[Extracted data entries]
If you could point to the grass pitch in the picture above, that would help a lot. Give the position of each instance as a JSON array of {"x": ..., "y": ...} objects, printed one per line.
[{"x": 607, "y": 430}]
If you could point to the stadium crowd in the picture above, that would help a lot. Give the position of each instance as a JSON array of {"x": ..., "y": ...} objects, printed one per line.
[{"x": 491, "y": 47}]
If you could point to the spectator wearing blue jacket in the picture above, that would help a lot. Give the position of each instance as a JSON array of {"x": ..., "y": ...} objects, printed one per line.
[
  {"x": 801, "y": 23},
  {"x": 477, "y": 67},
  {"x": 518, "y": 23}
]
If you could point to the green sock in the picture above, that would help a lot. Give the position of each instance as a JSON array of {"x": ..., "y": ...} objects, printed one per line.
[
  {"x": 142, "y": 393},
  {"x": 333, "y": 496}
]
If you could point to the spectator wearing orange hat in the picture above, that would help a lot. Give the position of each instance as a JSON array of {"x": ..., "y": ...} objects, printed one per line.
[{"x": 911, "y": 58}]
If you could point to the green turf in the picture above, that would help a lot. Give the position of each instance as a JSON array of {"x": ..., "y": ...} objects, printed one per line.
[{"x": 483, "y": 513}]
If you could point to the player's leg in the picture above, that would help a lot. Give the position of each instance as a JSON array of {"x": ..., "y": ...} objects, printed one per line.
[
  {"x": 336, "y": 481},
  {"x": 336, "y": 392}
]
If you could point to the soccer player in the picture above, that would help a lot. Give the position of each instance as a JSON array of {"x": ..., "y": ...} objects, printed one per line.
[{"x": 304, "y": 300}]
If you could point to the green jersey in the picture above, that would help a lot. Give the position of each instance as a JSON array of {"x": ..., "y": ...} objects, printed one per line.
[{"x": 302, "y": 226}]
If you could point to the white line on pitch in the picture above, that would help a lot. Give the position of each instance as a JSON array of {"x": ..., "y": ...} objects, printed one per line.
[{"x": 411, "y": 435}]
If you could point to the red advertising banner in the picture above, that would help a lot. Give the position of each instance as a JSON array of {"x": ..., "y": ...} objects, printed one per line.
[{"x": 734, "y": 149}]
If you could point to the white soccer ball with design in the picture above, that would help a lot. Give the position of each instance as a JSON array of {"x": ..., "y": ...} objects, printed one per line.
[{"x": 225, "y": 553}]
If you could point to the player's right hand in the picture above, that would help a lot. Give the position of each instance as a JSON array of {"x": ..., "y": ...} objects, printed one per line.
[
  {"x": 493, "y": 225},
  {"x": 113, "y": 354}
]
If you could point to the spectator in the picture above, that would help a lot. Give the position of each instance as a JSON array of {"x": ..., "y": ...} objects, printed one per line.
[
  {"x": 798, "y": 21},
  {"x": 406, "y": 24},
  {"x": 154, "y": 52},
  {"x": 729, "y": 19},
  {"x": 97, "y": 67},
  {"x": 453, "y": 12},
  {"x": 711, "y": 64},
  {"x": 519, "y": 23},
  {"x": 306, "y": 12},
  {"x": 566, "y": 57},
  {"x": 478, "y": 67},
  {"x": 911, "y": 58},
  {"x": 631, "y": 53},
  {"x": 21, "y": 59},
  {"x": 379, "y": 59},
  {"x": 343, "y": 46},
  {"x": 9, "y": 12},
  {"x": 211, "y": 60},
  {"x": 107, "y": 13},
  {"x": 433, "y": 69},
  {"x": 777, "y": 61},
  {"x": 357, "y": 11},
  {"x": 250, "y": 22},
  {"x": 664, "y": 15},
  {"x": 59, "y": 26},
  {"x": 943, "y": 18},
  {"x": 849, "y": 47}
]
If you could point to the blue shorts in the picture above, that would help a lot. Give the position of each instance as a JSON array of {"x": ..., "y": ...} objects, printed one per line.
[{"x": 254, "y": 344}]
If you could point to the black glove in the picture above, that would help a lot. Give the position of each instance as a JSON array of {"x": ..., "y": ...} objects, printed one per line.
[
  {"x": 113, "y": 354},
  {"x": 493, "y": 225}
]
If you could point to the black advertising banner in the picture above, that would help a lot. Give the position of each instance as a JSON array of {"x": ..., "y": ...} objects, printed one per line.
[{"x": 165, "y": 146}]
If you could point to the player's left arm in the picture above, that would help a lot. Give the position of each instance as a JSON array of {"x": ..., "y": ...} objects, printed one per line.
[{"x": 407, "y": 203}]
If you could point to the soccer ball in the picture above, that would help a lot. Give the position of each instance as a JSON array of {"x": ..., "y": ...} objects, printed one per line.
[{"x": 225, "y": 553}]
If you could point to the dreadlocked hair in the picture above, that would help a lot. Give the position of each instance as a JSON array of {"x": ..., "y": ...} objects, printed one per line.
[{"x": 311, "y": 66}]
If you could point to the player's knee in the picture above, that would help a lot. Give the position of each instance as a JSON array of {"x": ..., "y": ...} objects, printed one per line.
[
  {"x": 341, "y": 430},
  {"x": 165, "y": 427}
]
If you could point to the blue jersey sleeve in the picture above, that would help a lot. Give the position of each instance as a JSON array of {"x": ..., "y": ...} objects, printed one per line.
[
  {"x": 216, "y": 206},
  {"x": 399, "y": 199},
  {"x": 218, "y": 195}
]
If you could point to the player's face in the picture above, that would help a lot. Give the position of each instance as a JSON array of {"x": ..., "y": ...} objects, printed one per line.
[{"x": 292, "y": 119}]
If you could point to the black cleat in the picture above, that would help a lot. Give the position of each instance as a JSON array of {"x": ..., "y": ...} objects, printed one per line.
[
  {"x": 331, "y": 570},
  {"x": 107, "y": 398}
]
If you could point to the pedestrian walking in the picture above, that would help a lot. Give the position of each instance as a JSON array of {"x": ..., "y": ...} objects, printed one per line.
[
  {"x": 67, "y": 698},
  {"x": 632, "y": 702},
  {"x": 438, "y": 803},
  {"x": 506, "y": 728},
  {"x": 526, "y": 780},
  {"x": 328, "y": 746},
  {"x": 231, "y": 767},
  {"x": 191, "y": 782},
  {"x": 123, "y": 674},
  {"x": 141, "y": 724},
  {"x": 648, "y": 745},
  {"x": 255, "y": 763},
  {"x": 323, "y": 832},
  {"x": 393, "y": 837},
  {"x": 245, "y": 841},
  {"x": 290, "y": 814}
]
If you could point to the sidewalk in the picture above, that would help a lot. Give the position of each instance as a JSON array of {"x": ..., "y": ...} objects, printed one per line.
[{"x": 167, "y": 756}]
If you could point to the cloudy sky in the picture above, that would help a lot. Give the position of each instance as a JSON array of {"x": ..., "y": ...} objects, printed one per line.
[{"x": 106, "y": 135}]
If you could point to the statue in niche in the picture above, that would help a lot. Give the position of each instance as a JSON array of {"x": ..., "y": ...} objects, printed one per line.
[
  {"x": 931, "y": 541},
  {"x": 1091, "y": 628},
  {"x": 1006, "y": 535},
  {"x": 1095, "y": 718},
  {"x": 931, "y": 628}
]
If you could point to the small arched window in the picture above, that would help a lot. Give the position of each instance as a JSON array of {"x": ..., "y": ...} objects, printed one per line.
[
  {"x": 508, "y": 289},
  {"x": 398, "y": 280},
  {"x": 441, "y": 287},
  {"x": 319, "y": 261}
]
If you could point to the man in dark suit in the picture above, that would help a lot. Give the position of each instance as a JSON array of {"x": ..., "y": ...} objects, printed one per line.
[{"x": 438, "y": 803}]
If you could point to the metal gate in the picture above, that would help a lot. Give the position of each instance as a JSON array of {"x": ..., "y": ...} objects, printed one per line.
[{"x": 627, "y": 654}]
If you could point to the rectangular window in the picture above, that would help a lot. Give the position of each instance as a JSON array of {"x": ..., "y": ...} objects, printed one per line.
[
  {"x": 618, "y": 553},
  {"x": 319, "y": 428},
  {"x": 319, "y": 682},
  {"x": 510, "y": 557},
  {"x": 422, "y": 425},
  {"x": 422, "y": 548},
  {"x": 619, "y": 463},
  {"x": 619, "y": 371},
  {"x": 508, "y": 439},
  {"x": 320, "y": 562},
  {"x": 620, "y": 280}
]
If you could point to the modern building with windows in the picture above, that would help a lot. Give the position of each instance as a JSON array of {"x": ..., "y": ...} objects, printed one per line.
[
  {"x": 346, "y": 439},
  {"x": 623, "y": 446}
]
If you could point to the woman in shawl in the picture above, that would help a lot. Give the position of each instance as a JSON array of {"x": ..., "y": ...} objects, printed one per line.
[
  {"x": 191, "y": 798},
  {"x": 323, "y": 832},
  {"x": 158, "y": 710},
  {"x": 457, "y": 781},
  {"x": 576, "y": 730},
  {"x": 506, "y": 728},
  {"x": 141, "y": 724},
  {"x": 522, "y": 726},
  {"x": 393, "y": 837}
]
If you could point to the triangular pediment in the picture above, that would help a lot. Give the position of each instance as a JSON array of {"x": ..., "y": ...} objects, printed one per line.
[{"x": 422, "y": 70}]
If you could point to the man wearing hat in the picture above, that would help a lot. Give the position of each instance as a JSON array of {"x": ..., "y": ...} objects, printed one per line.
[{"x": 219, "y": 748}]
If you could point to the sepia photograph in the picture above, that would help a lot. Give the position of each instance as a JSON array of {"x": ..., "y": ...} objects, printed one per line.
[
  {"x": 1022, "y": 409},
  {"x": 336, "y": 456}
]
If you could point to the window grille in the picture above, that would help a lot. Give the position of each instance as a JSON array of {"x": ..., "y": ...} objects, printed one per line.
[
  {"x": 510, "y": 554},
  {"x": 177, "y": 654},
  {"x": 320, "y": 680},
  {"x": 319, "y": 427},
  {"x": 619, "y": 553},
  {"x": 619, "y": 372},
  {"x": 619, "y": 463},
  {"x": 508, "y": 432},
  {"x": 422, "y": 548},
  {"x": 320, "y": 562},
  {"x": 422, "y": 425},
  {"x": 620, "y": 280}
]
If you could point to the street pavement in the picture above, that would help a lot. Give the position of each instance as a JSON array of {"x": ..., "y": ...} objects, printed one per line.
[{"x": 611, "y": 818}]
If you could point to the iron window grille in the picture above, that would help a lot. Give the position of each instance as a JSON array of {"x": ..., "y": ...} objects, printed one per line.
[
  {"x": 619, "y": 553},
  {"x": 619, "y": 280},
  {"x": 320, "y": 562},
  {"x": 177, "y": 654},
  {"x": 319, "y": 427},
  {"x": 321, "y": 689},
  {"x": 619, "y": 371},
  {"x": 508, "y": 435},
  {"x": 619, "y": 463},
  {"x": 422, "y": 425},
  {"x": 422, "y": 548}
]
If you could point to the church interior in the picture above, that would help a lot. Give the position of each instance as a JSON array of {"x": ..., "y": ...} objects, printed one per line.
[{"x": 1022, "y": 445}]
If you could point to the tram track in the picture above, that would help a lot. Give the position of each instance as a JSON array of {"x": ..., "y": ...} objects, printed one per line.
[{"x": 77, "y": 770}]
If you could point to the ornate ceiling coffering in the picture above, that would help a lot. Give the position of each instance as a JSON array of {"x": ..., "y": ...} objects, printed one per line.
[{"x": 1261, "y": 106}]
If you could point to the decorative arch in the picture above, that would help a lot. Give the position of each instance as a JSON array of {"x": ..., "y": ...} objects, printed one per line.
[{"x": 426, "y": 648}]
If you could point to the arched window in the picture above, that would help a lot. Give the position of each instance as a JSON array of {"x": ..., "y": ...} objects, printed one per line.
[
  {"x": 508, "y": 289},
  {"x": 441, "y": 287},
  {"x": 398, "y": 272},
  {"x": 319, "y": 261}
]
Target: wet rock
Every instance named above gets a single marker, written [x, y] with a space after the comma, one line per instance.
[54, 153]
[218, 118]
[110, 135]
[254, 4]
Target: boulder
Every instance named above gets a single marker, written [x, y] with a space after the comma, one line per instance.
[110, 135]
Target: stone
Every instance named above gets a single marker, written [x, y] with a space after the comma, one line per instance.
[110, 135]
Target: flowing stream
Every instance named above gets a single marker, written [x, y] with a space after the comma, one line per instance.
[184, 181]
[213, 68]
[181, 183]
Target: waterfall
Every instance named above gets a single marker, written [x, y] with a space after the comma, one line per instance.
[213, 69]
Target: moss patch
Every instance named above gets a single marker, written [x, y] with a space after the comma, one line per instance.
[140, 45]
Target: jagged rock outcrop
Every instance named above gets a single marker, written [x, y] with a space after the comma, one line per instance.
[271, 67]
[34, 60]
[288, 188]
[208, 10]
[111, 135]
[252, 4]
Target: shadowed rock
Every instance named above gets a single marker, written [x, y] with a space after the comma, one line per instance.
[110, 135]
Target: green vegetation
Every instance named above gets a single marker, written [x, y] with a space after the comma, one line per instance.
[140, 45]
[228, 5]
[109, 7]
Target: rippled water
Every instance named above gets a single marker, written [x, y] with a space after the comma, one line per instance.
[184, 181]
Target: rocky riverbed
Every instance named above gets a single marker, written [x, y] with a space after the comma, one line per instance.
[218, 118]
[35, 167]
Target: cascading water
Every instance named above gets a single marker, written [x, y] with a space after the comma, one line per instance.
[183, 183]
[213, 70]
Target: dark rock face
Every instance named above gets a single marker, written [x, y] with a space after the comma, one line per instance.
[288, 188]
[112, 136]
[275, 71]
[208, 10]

### Exercise objective
Up to and including the last line above, starting with the line that contains "Target: jagged rock outcrop", return each line exactly and nothing else.

### Answer to the problem
Target: jagged rock outcrop
Every instance named above gets a single marker, written [x, y] with a space after the comma, one line per instance.
[271, 67]
[34, 60]
[288, 188]
[208, 10]
[111, 135]
[252, 4]
Target: shadowed rock
Every instance named above gets a single marker, written [x, y] with a space after the comma, one line per instance.
[110, 135]
Target: green vegetation
Every instance named above gets a single marker, written [x, y] with a space after the comma, one line per instance.
[140, 45]
[228, 5]
[109, 7]
Target: rippled water
Every instance named above gets a single marker, written [x, y] with a space after the comma, one line per instance.
[184, 181]
Target: rocky riverbed
Every instance named above gets a single marker, written [x, y] with a space after the comma, one line per instance.
[218, 118]
[35, 167]
Target: cascading water
Every instance named above gets a single marker, written [x, y] with a space after the comma, one line per instance.
[183, 183]
[213, 70]
Target: dark rock face
Every instance named above gets a single marker, written [x, y] with a space after the comma, one line per instance.
[288, 188]
[112, 136]
[275, 71]
[208, 10]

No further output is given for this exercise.